Short problem -
Omit all pictures. Quote only the lines from the one with "instance: [(205, 325)]" through the end of the material below.

Information provided -

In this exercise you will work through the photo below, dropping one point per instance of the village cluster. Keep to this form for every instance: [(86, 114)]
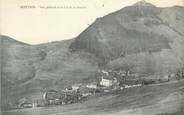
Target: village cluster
[(108, 82)]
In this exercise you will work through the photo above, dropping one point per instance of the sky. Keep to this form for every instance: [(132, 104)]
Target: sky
[(43, 22)]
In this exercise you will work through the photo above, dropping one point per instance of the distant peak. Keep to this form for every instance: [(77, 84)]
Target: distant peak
[(143, 3)]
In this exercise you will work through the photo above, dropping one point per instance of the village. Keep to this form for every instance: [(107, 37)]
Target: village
[(108, 81)]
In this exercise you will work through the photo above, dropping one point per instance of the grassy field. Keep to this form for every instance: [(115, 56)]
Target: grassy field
[(146, 100)]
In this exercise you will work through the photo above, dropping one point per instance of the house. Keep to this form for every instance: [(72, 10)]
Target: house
[(106, 82), (52, 97), (92, 85), (75, 87), (132, 83)]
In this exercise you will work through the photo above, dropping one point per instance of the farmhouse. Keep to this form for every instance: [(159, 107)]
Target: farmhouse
[(52, 97), (92, 85), (107, 82)]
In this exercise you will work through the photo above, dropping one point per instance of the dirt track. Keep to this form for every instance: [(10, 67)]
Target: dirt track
[(147, 100)]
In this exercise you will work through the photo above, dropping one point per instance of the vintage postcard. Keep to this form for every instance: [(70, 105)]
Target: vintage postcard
[(92, 57)]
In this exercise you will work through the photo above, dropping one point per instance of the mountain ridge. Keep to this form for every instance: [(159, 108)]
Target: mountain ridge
[(143, 38)]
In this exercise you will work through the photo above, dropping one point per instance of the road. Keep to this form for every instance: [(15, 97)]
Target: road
[(146, 100)]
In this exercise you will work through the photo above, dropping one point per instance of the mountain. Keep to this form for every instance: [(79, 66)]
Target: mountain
[(143, 38), (29, 70)]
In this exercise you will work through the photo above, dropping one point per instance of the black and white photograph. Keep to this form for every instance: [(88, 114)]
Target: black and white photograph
[(92, 57)]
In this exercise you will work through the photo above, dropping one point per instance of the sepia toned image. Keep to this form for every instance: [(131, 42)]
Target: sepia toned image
[(92, 57)]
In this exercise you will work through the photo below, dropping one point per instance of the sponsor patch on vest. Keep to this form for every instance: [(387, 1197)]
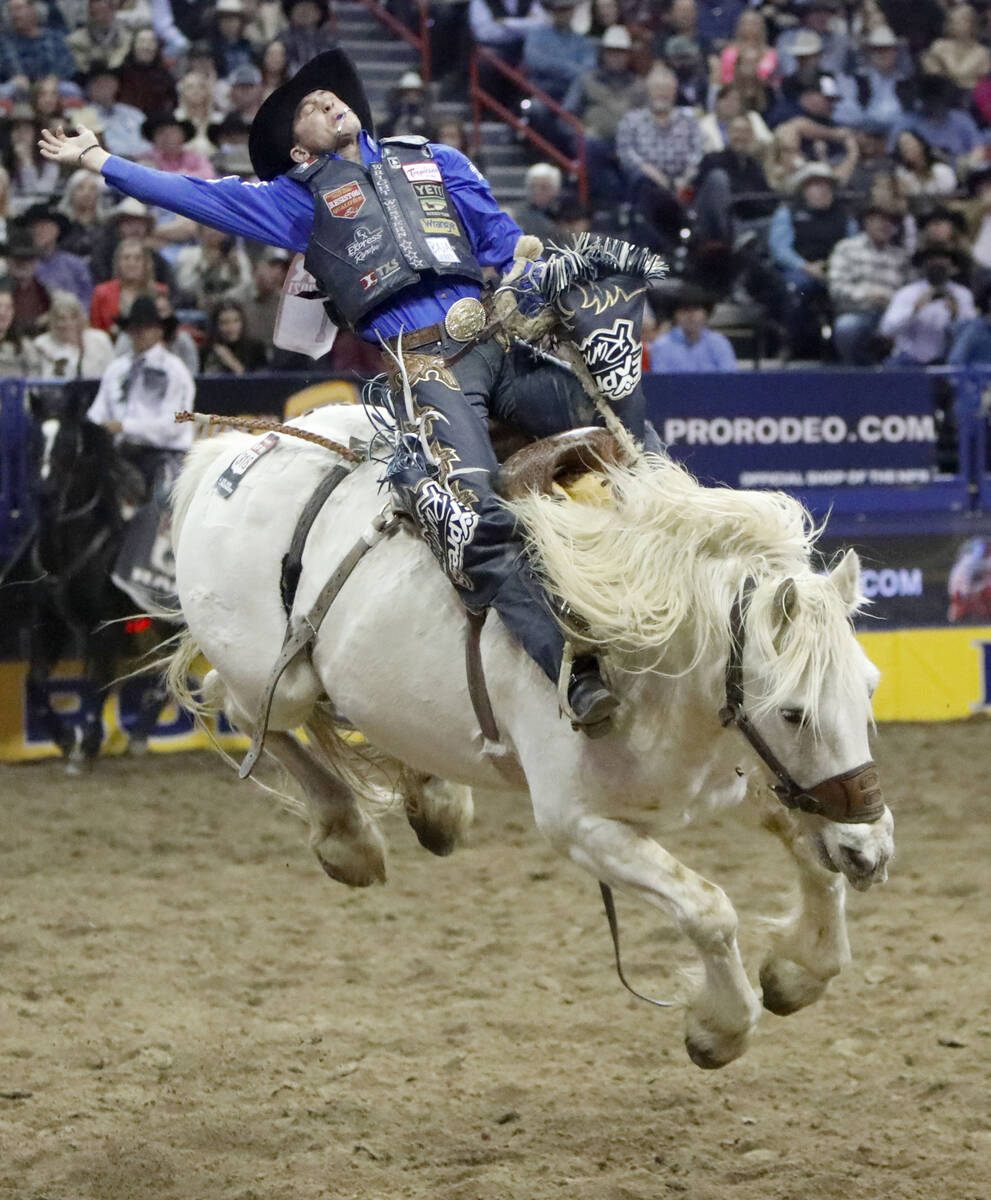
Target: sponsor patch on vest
[(418, 172), (614, 358), (366, 241), (344, 202), (442, 250), (227, 484), (434, 190), (439, 225), (379, 274)]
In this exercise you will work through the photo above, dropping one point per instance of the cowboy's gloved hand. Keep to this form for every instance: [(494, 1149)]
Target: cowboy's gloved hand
[(529, 299)]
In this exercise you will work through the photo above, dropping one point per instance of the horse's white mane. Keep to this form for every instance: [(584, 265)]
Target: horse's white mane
[(670, 556)]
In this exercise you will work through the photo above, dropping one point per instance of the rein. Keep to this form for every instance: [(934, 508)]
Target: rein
[(851, 798)]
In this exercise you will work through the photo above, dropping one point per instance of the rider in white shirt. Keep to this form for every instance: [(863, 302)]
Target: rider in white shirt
[(142, 391)]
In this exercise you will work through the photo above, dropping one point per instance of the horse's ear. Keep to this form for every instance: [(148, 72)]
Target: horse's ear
[(846, 579), (786, 600)]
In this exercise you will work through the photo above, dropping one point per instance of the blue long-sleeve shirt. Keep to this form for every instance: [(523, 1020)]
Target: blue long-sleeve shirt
[(280, 213), (781, 239)]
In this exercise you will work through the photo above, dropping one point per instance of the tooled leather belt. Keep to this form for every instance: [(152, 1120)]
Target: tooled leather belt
[(464, 322)]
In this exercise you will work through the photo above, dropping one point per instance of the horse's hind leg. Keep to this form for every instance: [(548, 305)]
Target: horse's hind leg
[(346, 840), (438, 813), (722, 1014), (812, 946)]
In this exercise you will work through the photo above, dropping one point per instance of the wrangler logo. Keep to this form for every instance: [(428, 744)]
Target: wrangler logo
[(439, 225)]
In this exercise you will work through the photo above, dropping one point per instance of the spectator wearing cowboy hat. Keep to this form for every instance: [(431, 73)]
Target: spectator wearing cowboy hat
[(145, 82), (818, 17), (802, 238), (119, 125), (871, 95), (553, 58), (659, 148), (960, 54), (56, 268), (690, 346), (864, 274), (228, 45), (128, 219), (246, 91), (140, 393), (31, 299), (922, 315), (230, 139), (684, 57), (101, 40), (308, 31), (938, 115), (168, 136), (409, 111)]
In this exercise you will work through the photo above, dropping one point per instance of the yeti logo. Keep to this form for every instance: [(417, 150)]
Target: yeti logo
[(613, 358)]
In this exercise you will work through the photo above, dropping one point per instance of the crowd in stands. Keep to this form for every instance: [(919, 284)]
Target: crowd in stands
[(172, 84), (823, 166)]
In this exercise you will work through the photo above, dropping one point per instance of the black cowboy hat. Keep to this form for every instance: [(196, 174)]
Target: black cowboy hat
[(978, 178), (143, 312), (44, 213), (323, 5), (19, 244), (160, 120), (960, 259), (271, 131)]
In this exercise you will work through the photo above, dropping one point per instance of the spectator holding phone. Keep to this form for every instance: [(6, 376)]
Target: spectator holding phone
[(922, 316)]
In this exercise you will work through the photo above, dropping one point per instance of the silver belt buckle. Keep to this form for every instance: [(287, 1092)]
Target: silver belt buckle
[(464, 319)]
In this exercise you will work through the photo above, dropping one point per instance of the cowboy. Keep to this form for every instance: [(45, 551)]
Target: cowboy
[(397, 233), (142, 390)]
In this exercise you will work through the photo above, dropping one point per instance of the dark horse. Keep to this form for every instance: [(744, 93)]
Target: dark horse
[(74, 606)]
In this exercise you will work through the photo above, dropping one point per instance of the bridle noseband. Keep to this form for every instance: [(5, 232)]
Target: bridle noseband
[(851, 798)]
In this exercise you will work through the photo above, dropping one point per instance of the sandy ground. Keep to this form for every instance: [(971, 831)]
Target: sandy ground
[(190, 1009)]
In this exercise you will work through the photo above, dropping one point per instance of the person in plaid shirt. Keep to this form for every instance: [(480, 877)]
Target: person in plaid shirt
[(29, 51), (660, 148), (864, 274)]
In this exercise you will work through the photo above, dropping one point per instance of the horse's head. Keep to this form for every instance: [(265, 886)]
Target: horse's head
[(803, 697), (72, 454)]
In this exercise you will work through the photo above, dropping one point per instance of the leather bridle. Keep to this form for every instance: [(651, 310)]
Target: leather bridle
[(852, 798)]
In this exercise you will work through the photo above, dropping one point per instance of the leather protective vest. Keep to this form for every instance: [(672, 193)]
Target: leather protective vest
[(379, 228)]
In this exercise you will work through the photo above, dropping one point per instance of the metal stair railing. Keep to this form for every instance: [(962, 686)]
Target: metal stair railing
[(482, 100), (420, 41)]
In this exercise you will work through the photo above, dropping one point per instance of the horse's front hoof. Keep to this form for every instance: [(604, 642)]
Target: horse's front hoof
[(787, 987), (714, 1050)]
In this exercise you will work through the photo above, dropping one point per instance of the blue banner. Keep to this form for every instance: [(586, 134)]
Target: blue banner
[(806, 430)]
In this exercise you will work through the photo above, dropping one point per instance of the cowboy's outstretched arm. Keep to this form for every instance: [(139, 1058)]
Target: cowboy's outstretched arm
[(278, 213)]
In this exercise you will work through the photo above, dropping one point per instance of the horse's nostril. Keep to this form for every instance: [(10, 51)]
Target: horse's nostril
[(860, 863)]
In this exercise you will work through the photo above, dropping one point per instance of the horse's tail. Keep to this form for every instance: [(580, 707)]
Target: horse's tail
[(176, 670)]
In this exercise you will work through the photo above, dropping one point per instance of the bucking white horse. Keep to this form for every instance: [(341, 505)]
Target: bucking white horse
[(710, 616)]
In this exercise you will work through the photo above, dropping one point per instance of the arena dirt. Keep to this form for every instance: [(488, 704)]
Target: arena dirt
[(191, 1011)]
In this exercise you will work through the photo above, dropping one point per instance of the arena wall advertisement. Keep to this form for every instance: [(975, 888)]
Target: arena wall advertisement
[(888, 461)]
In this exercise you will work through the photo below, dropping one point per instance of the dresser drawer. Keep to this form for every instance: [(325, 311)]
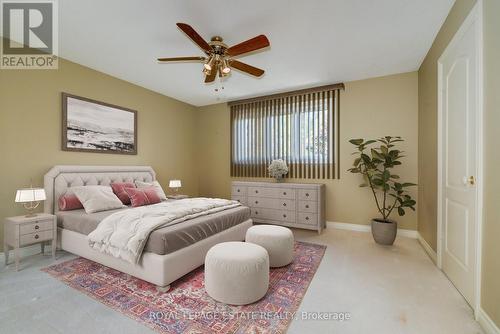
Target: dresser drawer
[(36, 227), (271, 214), (308, 206), (241, 199), (308, 194), (307, 218), (238, 191), (287, 193), (27, 239), (271, 203)]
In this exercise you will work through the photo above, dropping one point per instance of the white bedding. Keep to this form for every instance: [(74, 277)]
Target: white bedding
[(124, 233)]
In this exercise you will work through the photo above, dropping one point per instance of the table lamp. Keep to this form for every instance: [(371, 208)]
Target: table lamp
[(30, 197)]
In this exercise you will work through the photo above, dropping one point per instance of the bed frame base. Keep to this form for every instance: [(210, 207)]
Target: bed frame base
[(160, 270)]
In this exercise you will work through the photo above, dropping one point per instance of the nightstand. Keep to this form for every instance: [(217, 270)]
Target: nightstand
[(23, 231)]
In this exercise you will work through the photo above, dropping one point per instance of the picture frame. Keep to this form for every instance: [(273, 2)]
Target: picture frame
[(93, 126)]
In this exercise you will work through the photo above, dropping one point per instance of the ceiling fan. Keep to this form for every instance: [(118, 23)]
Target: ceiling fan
[(219, 57)]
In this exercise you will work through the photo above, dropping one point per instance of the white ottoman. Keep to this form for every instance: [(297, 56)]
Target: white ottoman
[(277, 240), (236, 273)]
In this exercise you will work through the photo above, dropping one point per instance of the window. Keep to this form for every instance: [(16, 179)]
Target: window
[(298, 127)]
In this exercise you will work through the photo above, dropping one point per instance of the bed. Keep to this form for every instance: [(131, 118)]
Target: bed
[(170, 252)]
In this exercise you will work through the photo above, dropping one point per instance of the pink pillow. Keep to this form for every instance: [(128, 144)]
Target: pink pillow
[(119, 190), (142, 196), (69, 202)]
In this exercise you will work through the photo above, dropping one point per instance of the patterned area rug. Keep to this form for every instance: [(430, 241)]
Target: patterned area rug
[(186, 307)]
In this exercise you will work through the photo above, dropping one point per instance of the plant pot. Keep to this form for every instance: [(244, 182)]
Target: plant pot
[(384, 232)]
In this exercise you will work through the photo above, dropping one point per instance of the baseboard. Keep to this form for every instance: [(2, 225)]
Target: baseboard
[(428, 249), (24, 252), (486, 323), (367, 228)]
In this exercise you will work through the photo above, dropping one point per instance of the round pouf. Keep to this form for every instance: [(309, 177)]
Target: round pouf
[(236, 273), (277, 240)]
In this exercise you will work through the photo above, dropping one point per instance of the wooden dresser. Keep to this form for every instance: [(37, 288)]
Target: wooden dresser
[(299, 205)]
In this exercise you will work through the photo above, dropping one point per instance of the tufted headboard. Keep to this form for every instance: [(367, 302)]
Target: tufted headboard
[(60, 178)]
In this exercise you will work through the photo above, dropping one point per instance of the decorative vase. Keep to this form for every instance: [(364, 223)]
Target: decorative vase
[(384, 232)]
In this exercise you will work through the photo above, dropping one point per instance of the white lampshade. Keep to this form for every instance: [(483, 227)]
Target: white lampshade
[(175, 184), (30, 195)]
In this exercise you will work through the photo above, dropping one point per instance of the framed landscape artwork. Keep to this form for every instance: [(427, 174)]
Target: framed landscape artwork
[(93, 126)]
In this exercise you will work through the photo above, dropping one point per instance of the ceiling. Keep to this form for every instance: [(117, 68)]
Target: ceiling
[(312, 42)]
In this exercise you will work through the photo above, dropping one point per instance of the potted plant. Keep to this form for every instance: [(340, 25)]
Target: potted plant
[(375, 161), (278, 169)]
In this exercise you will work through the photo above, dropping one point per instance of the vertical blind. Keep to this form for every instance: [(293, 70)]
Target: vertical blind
[(298, 127)]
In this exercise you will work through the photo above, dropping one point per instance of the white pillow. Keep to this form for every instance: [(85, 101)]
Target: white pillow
[(156, 185), (97, 198)]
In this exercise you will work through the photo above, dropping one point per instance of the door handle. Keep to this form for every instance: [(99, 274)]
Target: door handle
[(471, 180)]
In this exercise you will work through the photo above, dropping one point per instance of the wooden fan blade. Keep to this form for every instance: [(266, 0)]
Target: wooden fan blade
[(246, 68), (182, 59), (195, 37), (253, 44), (211, 76)]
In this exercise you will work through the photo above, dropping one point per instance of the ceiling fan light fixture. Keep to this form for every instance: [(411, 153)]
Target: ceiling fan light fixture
[(209, 64), (225, 69)]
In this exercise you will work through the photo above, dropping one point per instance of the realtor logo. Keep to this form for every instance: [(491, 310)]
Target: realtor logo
[(29, 30)]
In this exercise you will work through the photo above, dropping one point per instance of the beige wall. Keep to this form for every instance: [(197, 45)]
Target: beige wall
[(491, 230), (368, 108), (30, 128), (427, 123)]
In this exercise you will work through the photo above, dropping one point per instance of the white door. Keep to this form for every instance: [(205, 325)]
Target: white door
[(459, 96)]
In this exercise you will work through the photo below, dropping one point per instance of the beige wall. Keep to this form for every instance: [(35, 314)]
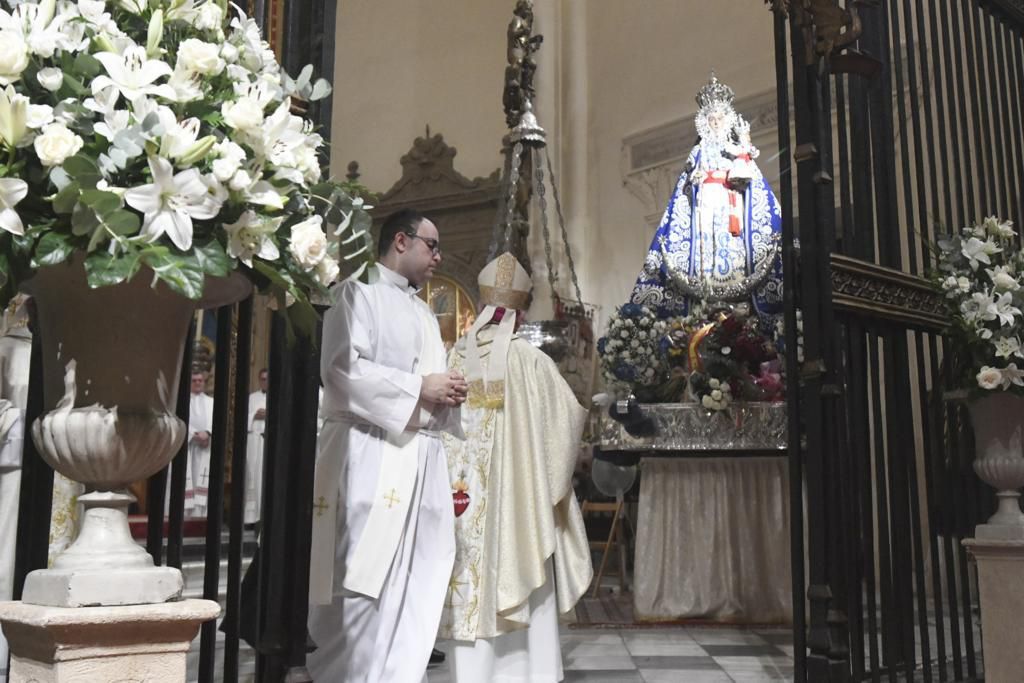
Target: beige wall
[(401, 66), (607, 69)]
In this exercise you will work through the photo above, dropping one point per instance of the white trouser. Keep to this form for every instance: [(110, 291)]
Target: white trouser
[(528, 655), (388, 640)]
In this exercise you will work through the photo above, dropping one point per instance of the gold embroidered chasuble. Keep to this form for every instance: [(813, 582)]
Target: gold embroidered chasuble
[(515, 468)]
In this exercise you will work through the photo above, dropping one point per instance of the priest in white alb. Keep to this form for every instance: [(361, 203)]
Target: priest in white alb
[(522, 555), (383, 539), (254, 450), (200, 428)]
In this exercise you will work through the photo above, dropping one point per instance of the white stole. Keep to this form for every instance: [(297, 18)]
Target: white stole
[(376, 547)]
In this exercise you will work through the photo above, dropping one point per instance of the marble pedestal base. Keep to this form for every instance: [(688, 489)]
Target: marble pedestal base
[(1000, 584), (131, 643)]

Task answer -
In this exercise you will work through the photo above, dropping one point per instance of the white door. Keep to this form for every instance: [(205, 325)]
Target: white door
[(459, 96)]
In this exercise you will work through the photo below, dropping one point per instance of the beige wall. Keep to this form for every instance: [(35, 314)]
Target: beige wall
[(401, 66), (607, 69)]
In this exercise you will work through the photo above, dropping one point per instance of the white trouser. Keep to this form for every instance: [(110, 291)]
Target: white trouser
[(528, 655), (388, 640)]
In this exercise you will work through the photo above, dropping one point per instance of the gold embroidered chasuble. Keep to this form for every instance: [(813, 582)]
Target: gold embroidered chasuble
[(515, 468)]
In this exercise you will work through the photo above, dropping one point per instance of the priest in white alb. Keep to this form for every instance: [(361, 203)]
Target: priest in white alb
[(522, 555), (383, 539), (254, 450), (200, 428)]
In this exercise you will work through the photo above, dropping one point per instance of the white stole. Keep to this form for every instance: [(297, 18)]
Target: white stole
[(376, 547)]
In this exercise you will work through the photo above, dropping one point per instance of the marble pedestal base. Keep to this form for every instance: [(688, 489)]
Target: marble pedestal base
[(1000, 584), (131, 643)]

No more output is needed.